AIM OF THE TASK> Restate the data below word for word, keeping each line intact.

Collected data entries>
************

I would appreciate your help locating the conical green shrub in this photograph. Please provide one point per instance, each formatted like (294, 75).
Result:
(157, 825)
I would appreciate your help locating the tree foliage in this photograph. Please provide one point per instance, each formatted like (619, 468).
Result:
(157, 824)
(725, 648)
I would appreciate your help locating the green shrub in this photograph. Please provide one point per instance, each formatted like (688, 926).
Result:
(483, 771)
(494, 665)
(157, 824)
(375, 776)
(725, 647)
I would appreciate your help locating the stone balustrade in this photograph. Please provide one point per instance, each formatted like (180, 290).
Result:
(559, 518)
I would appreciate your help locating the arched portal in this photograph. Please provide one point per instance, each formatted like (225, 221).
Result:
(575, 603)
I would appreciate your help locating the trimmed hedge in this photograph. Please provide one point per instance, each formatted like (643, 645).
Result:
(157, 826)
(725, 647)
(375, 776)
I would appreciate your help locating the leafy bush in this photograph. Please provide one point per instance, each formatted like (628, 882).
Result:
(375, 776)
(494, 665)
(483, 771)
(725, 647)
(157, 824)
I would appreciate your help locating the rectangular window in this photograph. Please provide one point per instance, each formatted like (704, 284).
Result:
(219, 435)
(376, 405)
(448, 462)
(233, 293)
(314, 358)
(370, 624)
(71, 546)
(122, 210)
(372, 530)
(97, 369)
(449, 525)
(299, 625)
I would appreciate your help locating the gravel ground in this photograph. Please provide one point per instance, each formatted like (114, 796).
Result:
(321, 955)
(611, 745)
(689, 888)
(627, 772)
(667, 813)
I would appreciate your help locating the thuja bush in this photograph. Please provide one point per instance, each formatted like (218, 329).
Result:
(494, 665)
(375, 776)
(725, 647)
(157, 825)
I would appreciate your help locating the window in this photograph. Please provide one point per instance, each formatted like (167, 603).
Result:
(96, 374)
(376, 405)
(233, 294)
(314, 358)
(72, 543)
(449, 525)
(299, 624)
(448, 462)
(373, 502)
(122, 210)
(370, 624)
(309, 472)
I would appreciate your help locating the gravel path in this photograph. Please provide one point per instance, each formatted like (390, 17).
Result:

************

SOLUTION FOR THIS EXERCISE>
I would appreciate your help locating the conical green shrub in this photograph. Please provide one point per instance, each formatted like (294, 75).
Result:
(157, 825)
I would appreciate your help locating the tree foliage in this photograph. Please provide one point per instance, each formatted like (619, 468).
Result:
(157, 824)
(725, 648)
I would appreciate your help locating the green shrub in this photograph. Please provide one point per instance, each formatted like (688, 926).
Result:
(483, 771)
(494, 665)
(157, 824)
(375, 776)
(725, 647)
I would appreciate your help locating the stone balustrade in this photograph. Please provide one point per instance, each formatted like (180, 290).
Result:
(559, 518)
I would appreciate your help locating the arched portal in this photograph. Please provide one point per instance, each formatted like (225, 221).
Result:
(575, 603)
I would appreciate your help locating the trimmed hedge in this photograph. Please provide one point per instance, each formatted like (643, 645).
Result:
(157, 826)
(725, 647)
(375, 776)
I would appreciate your help locating the leafy bush in this photograph. Please provide one point per instance, each formatted like (628, 882).
Result:
(375, 776)
(494, 665)
(483, 771)
(725, 647)
(157, 824)
I would appreciate your help locating the rectangular window in this photograph. Please provide one point per instance, each formatted like (704, 284).
Result:
(219, 435)
(376, 405)
(448, 462)
(233, 293)
(314, 358)
(370, 624)
(71, 546)
(122, 210)
(372, 530)
(97, 369)
(449, 525)
(299, 625)
I would appreciate your help locating the gravel ground in this photograph. Please provide one point per instance, each formatted like (114, 796).
Result:
(321, 955)
(611, 745)
(689, 888)
(627, 772)
(667, 813)
I would appreciate your help locating the thuja bush in this photograph. Please provide one point per instance, each formatted like (218, 329).
Result:
(494, 665)
(375, 776)
(725, 647)
(157, 825)
I would appreciate your help locating the window in this photograph. Please provide one point per instance, each formatted like (167, 603).
Result:
(96, 374)
(376, 405)
(233, 294)
(314, 358)
(72, 543)
(449, 525)
(299, 624)
(448, 462)
(373, 502)
(122, 210)
(370, 624)
(309, 472)
I would appreciate your help locating the gravel path in this photograph. Please provide one point per instance, each formatted like (390, 17).
Result:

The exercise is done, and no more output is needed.